Start of Document text

Recipe: Kale and Eggs

Eggs aren't just for breakfast. Combine with leafy greens and rice for a perfect post-workout meal.

kale and eggsRecipe provided by Jen Widerstrom

Eggs aren’t just for breakfast. This protein packed power food can be combined with complex carbs and leafy greens to make the perfect post-workout meal. “Protein, healthy vegetables, carbs and fats are all represented here,” says The Biggest Loser trainer Jen Widerstrom. “I love this meal right after a workout. Use interesting rice, such as brown, black, wild or even a mix of them!”

Kale and Eggs
Serves 1

1 cup cooked rice
3–4 cups kale
Olive oil or coconut oil
A few cloves garlic, crushed
Himalayan pink sea salt
1/8 cup dried cranberries (optional)
1–2 eggs
1/8 cup pine nuts

Set cooked rice aside. Chop kale, then in a large pan, very lightly sauté the kale, using almost no oil, with garlic. Add a few cranks of salt. Do not overcook the kale but keep some of its crunch. Mix in the cranberries.

Meanwhile, fry egg(s) in a small amount of oil so the yoke is still runny but the egg whites are totally cooked through. In a separate pan with no oil, lightly brown the pine nuts. To serve, mix rice and kale, fluffing it together, and top with pine nuts and egg(s).

End of Document text
Start of Records provided

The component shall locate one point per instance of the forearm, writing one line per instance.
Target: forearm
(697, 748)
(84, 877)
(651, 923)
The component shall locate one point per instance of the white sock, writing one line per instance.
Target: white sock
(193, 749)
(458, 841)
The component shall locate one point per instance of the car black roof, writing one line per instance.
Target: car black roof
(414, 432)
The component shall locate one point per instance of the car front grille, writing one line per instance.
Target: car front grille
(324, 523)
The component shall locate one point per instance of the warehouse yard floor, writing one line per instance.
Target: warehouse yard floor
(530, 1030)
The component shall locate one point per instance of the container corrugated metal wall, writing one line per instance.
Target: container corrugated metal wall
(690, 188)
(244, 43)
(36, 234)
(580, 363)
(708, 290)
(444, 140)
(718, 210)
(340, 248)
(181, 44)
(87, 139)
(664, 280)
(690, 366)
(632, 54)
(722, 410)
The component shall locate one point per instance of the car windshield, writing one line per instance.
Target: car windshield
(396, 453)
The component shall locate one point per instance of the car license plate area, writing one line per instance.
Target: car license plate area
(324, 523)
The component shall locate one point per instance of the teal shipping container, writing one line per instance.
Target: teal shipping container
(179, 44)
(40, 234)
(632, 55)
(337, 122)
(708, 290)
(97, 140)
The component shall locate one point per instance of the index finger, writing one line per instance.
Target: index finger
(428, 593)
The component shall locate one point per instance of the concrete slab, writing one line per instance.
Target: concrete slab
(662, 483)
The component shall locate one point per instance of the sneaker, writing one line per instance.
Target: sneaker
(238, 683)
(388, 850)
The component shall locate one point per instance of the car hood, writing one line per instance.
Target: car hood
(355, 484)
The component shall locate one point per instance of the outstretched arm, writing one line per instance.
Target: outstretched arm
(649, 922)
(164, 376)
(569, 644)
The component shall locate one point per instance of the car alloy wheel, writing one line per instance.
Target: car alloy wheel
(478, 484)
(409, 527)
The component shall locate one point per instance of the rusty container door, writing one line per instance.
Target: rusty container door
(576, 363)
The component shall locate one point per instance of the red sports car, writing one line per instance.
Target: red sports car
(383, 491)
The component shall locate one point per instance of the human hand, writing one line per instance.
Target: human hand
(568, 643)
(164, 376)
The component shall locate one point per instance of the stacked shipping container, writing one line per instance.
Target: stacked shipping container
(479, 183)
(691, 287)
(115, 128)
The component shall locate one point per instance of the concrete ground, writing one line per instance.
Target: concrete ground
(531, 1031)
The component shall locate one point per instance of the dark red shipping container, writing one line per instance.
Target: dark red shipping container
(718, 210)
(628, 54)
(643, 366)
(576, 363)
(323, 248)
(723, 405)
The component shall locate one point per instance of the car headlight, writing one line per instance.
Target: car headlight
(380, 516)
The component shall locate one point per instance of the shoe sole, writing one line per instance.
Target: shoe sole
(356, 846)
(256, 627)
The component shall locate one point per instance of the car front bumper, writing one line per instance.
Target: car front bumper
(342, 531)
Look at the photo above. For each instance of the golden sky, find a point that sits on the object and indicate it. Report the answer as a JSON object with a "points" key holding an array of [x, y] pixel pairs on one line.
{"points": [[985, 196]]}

End of Records provided
Start of Records provided

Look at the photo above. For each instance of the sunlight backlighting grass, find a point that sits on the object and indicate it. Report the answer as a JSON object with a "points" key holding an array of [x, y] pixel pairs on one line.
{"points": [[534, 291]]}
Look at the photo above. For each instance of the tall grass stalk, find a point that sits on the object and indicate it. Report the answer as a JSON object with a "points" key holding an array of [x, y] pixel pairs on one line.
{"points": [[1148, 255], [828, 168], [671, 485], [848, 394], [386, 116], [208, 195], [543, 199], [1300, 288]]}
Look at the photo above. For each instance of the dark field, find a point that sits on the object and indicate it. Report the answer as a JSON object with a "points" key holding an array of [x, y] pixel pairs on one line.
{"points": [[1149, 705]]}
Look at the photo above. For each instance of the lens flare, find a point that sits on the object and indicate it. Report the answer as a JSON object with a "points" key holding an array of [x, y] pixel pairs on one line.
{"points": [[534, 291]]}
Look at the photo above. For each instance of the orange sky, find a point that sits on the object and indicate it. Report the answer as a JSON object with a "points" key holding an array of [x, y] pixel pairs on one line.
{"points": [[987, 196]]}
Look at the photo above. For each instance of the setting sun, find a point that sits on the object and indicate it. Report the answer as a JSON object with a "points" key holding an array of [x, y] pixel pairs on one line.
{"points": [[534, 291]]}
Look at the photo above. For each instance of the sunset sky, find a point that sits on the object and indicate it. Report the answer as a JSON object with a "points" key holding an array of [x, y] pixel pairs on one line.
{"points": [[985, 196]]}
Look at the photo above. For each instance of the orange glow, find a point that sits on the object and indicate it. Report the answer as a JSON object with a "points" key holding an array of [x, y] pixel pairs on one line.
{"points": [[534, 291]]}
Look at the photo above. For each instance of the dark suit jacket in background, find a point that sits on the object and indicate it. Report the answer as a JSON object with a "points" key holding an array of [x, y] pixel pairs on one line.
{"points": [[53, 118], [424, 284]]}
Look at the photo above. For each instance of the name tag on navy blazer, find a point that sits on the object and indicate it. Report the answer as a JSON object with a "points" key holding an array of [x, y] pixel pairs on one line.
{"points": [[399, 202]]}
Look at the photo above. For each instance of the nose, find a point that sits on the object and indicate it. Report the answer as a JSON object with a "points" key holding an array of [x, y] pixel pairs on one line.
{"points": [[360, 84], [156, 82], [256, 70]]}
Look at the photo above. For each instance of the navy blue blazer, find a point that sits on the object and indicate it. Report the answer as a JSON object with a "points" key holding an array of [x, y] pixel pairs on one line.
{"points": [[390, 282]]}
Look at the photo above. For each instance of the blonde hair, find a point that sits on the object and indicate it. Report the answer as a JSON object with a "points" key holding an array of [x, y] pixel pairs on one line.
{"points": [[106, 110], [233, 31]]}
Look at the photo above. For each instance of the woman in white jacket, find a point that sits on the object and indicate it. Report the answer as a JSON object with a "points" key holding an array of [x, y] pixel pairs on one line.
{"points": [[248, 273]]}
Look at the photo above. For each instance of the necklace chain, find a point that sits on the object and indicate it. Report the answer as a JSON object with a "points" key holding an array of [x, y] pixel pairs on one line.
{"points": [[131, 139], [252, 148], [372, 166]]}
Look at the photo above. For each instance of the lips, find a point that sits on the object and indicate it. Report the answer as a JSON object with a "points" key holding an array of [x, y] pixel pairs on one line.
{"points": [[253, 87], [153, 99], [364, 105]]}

End of Records provided

■ **Your objective**
In the kale and eggs recipe, copy the passage between "1 cup cooked" and "in the cranberries.", inclusive, and swap "cranberries" for "raisins" throughout.

■ **Expected answer**
1 cup cooked rice
3–4 cups kale
Olive oil or coconut oil
A few cloves garlic, crushed
Himalayan pink sea salt
1/8 cup dried raisins (optional)
1–2 eggs
1/8 cup pine nuts

Set cooked rice aside. Chop kale, then in a large pan, very lightly sauté the kale, using almost no oil, with garlic. Add a few cranks of salt. Do not overcook the kale but keep some of its crunch. Mix in the raisins.